- **Exercise**: Retype a stretch of the records below without changing anything, starting at the line that contains "Query: silver suv" and ending after the line that contains "76], [36, 91]]".

[START Data supplied]

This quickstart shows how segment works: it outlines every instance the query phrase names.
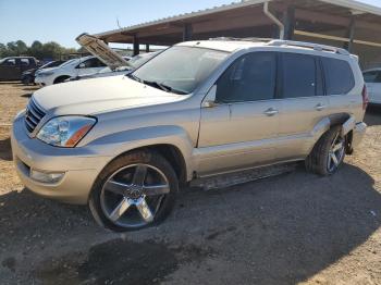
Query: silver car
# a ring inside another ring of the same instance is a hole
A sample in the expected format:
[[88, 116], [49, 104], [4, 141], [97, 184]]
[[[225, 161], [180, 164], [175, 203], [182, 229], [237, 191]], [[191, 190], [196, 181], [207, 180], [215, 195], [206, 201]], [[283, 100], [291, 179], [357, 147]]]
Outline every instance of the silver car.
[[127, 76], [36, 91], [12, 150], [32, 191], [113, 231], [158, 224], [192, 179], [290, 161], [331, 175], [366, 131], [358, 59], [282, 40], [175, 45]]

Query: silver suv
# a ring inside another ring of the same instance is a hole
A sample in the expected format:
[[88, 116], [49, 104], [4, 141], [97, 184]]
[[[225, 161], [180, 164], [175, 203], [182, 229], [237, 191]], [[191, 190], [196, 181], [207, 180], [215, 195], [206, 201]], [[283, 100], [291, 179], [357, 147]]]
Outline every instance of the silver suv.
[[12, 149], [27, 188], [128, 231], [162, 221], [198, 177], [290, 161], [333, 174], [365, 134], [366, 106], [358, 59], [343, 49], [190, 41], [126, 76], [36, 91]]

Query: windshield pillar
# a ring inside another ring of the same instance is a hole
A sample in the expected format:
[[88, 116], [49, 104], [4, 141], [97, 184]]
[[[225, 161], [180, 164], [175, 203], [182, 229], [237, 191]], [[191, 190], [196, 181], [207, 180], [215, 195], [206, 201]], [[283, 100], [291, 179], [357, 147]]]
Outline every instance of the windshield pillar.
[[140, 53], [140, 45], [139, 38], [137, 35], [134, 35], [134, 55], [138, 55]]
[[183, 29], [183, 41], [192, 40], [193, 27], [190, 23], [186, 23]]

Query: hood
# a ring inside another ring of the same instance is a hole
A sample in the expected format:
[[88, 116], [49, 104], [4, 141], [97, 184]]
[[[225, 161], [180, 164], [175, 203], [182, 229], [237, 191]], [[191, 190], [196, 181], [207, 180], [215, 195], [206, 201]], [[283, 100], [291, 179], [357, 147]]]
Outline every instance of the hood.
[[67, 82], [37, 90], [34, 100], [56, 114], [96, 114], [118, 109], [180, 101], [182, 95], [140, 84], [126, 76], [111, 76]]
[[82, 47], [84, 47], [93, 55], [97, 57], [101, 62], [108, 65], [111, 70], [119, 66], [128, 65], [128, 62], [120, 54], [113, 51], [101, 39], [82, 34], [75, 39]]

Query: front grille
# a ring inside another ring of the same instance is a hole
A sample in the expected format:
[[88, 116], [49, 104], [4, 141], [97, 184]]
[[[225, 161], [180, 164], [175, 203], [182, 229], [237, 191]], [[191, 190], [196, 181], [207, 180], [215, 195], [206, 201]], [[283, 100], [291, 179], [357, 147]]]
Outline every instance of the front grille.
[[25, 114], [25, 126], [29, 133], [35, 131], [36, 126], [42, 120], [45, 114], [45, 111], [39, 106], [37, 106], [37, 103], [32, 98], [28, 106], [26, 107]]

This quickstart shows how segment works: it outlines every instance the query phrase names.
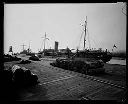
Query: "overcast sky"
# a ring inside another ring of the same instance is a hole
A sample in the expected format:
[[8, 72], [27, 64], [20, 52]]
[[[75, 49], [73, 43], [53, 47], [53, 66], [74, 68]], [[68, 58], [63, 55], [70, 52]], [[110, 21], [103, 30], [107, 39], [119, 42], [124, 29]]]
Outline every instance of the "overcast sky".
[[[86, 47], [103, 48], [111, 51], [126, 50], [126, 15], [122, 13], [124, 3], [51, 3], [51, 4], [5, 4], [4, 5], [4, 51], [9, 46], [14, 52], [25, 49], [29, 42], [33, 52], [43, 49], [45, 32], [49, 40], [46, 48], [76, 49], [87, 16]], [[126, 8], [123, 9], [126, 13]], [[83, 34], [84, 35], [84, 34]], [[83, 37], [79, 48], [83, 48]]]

[END Data supplied]
[START Data supplied]

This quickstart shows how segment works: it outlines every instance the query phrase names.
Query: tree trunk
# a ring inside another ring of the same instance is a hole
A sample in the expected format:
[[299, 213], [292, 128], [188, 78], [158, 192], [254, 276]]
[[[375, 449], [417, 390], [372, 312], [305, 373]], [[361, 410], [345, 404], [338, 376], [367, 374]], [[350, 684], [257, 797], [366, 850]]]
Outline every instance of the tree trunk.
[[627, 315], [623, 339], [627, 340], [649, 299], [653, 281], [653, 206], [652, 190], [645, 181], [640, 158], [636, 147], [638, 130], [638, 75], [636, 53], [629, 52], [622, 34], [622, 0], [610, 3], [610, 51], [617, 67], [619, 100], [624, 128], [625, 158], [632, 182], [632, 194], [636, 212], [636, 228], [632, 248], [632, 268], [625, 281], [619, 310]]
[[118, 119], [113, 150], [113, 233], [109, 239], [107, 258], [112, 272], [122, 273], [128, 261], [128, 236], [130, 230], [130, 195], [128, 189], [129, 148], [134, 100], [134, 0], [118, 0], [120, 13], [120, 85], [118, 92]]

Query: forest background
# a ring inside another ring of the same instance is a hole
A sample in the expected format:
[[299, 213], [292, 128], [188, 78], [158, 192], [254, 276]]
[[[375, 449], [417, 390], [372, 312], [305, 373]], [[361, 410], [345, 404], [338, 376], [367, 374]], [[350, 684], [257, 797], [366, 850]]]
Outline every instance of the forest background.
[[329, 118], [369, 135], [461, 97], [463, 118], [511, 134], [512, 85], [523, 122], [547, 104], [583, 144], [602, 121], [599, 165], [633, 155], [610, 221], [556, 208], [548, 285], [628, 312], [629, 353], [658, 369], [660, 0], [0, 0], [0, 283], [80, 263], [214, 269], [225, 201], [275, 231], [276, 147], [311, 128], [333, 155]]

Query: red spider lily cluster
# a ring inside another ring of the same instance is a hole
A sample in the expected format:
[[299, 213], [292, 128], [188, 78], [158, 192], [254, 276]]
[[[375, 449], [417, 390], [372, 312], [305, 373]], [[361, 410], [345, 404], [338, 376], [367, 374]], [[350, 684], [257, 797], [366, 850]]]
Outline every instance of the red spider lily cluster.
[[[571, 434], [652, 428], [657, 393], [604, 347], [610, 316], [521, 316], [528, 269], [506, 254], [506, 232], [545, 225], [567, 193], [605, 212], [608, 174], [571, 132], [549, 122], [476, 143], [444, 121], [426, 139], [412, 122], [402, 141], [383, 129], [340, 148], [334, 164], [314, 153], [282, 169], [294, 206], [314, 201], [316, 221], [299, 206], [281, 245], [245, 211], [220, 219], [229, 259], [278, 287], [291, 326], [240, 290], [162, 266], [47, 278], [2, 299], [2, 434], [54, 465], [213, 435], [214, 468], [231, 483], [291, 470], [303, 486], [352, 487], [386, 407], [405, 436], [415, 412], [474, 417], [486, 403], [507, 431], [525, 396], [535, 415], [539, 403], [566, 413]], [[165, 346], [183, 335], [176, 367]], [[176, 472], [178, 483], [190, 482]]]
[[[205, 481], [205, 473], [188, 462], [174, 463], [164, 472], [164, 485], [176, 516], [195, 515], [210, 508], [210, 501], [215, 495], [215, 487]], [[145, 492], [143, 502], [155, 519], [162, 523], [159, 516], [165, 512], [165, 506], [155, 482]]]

[END Data supplied]

- **Written solution**:
Query: silver suv
# a ring inside another ring of the same instance is a hole
A sample in the expected format:
[[88, 116], [49, 104], [4, 141], [97, 184]]
[[[225, 161], [180, 164], [175, 203], [182, 229], [237, 191]], [[191, 190], [196, 181], [207, 180], [215, 195], [206, 201]], [[283, 100], [291, 179], [357, 147]]]
Outline every instance of the silver suv.
[[12, 149], [27, 188], [128, 231], [162, 221], [198, 177], [290, 161], [333, 174], [365, 134], [366, 106], [358, 59], [343, 49], [190, 41], [126, 76], [36, 91]]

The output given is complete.